YOUR GOAL: Among the records that follow, count the lines where "queried" appears, and state the count by itself.

***** SUPPLIED MATERIAL *****

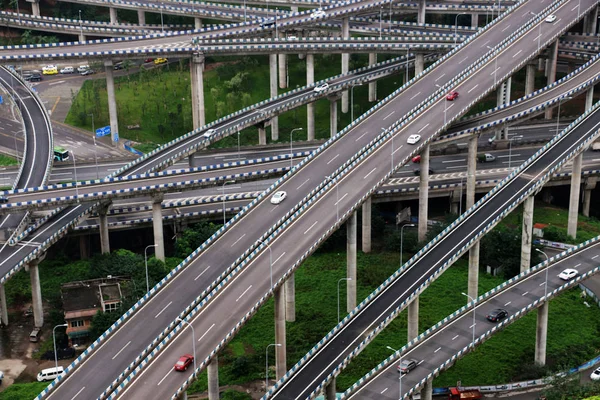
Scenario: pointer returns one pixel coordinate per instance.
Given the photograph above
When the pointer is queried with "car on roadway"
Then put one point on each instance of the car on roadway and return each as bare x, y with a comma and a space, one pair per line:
278, 197
497, 315
453, 95
568, 274
323, 87
184, 362
413, 139
406, 366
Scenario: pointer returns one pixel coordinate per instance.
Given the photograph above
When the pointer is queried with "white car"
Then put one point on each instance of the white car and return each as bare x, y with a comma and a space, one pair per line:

*****

RESULT: 2